_THE EXERCISE:_ Copy out the rows word for word, starting with the line that contains "Could you please indicate the sunflower in" and continuing through the last row, with both ends included.

_ENTRIES SHOWN:_
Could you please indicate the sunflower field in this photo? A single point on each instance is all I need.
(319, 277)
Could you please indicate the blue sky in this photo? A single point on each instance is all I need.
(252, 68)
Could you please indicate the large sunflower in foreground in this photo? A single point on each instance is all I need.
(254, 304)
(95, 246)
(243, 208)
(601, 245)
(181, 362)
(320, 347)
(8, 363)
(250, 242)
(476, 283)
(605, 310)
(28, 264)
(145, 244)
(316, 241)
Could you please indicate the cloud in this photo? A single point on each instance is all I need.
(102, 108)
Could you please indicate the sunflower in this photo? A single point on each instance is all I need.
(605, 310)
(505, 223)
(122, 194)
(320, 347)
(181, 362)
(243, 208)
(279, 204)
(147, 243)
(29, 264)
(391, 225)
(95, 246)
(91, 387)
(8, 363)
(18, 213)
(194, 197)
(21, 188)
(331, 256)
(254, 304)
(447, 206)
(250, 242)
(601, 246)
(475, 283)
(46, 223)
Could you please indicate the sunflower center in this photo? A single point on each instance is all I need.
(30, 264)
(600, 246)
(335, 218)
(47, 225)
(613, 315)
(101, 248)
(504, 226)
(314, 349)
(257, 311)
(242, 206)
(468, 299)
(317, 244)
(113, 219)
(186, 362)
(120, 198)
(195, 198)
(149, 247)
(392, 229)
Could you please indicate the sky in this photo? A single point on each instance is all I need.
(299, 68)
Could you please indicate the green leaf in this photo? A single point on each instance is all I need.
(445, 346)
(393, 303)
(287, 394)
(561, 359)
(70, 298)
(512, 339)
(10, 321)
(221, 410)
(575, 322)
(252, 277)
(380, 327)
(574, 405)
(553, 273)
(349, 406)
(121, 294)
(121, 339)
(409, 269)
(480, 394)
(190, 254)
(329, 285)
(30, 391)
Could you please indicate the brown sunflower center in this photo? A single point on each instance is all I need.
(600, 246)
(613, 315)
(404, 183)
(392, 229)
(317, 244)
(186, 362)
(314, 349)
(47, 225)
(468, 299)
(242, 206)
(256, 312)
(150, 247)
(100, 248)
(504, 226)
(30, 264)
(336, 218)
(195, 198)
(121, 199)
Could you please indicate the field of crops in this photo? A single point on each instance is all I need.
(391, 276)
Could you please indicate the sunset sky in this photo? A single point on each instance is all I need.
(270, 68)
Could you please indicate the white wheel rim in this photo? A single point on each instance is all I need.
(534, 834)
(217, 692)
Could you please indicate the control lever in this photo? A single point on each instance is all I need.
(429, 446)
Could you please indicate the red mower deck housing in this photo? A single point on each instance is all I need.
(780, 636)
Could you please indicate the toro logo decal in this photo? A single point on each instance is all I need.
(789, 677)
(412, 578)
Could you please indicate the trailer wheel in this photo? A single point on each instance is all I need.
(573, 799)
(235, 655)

_SOLUTION TO THIS EXERCISE:_
Could you please indicate the sunflower in this photo? A single point on each instance is all I need.
(605, 310)
(505, 223)
(122, 194)
(320, 347)
(181, 362)
(243, 208)
(279, 204)
(147, 243)
(29, 264)
(391, 225)
(95, 246)
(91, 387)
(8, 363)
(18, 213)
(194, 197)
(21, 188)
(331, 256)
(254, 304)
(447, 206)
(250, 242)
(601, 246)
(475, 283)
(46, 223)
Could you please indicate the sunflower center in this photo? A single point on each instance is all I need.
(30, 264)
(600, 246)
(335, 218)
(47, 225)
(613, 315)
(101, 248)
(504, 226)
(314, 349)
(257, 311)
(242, 206)
(468, 299)
(317, 244)
(113, 219)
(186, 362)
(120, 198)
(195, 198)
(149, 247)
(392, 229)
Could you please indicate the sky in this photo? A single point on each instance is all I need.
(299, 68)
Could you please indicate the green leaf in this photo? A single point on each instance is all I need.
(445, 346)
(393, 303)
(287, 394)
(561, 359)
(70, 298)
(512, 339)
(10, 321)
(221, 410)
(575, 322)
(252, 277)
(380, 327)
(574, 405)
(553, 273)
(349, 406)
(121, 294)
(121, 339)
(409, 269)
(480, 394)
(190, 254)
(329, 285)
(30, 391)
Could you please indicate the brown sunflower center in this photo? A single point on each instance is all I need.
(600, 246)
(613, 315)
(404, 183)
(392, 229)
(317, 244)
(186, 362)
(314, 349)
(47, 225)
(468, 299)
(242, 206)
(256, 312)
(150, 247)
(100, 248)
(504, 226)
(30, 264)
(336, 218)
(195, 198)
(121, 199)
Could you please indicate the field of crops in this photo? A single point on each instance is all I need.
(391, 276)
Could you please indicate the sunset sky in this photo? A single point on each instance is all I need.
(270, 68)
Could you please indicate the white wheel rim in this photo? A single point on each instance is all I need.
(534, 834)
(217, 692)
Could you please indicate the control lever in this photo? A single point on each instance is all I need.
(429, 446)
Could you please indicate the red mower deck housing in this photo? A single point on each instance is all I need.
(780, 636)
Could you please indicate the toro logo decal in this photo? A single point on each instance is all I need.
(789, 677)
(412, 578)
Could you please indicate the trailer wheel in this photo? A single point on each instance is all I need.
(573, 799)
(235, 655)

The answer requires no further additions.